# Raw records:
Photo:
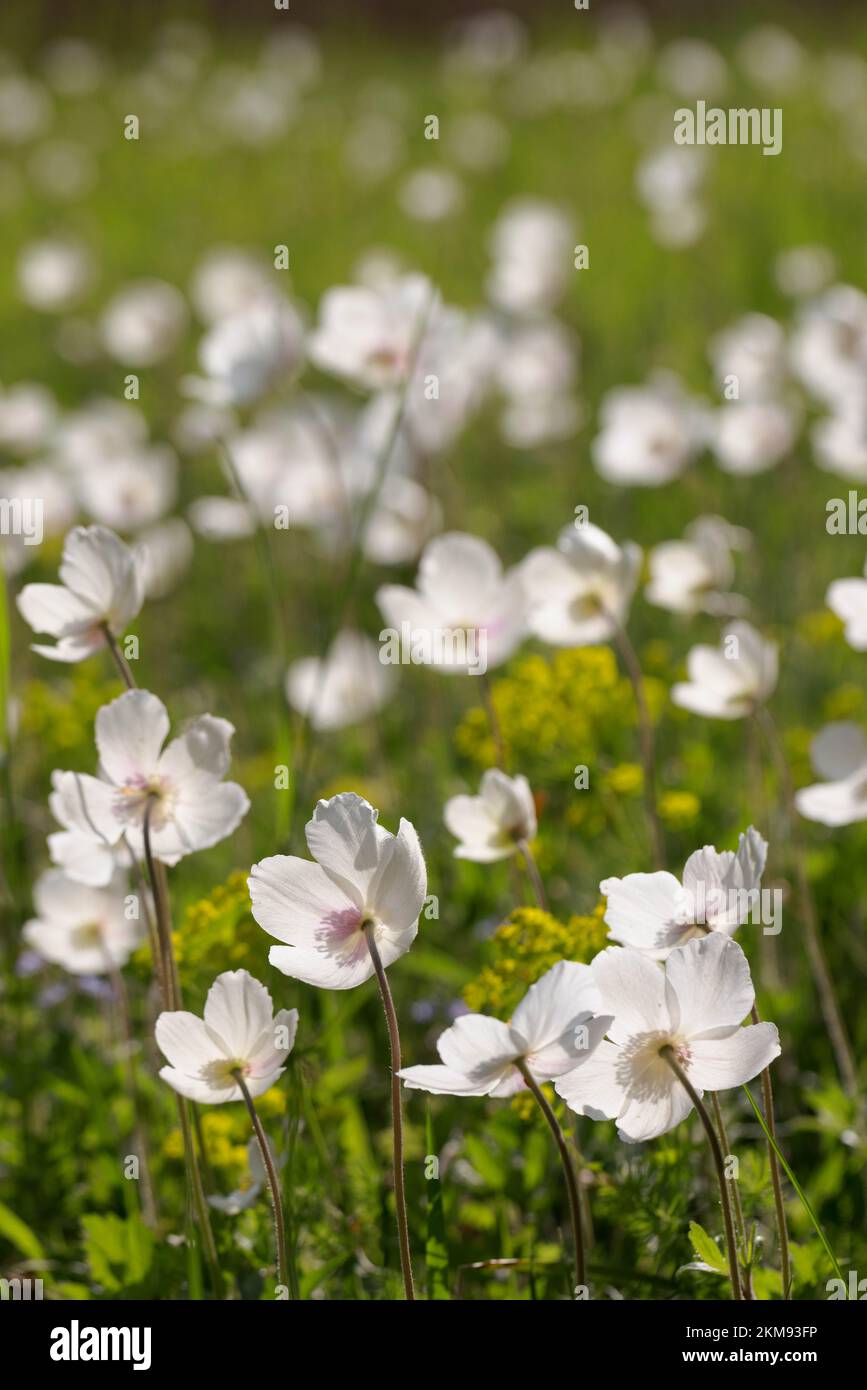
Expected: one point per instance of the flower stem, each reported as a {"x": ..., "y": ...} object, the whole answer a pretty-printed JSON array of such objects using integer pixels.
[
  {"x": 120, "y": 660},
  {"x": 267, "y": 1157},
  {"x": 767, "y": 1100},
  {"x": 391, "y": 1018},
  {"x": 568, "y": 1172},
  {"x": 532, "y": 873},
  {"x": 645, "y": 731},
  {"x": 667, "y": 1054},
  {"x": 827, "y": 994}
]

---

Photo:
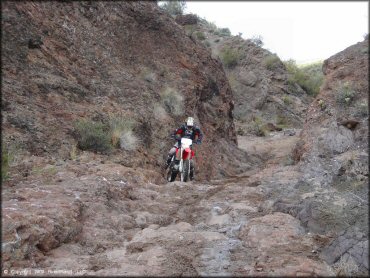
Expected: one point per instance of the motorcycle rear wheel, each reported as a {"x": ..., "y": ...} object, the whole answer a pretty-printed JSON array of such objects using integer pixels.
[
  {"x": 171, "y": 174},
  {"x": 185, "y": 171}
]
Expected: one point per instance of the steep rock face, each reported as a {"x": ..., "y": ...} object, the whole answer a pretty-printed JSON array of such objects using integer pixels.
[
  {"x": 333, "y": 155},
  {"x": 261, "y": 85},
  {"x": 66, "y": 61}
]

# Problem description:
How many of the lines above contain the string "array", matching case exactly? Reply with the number alone.

# Exercise solution:
3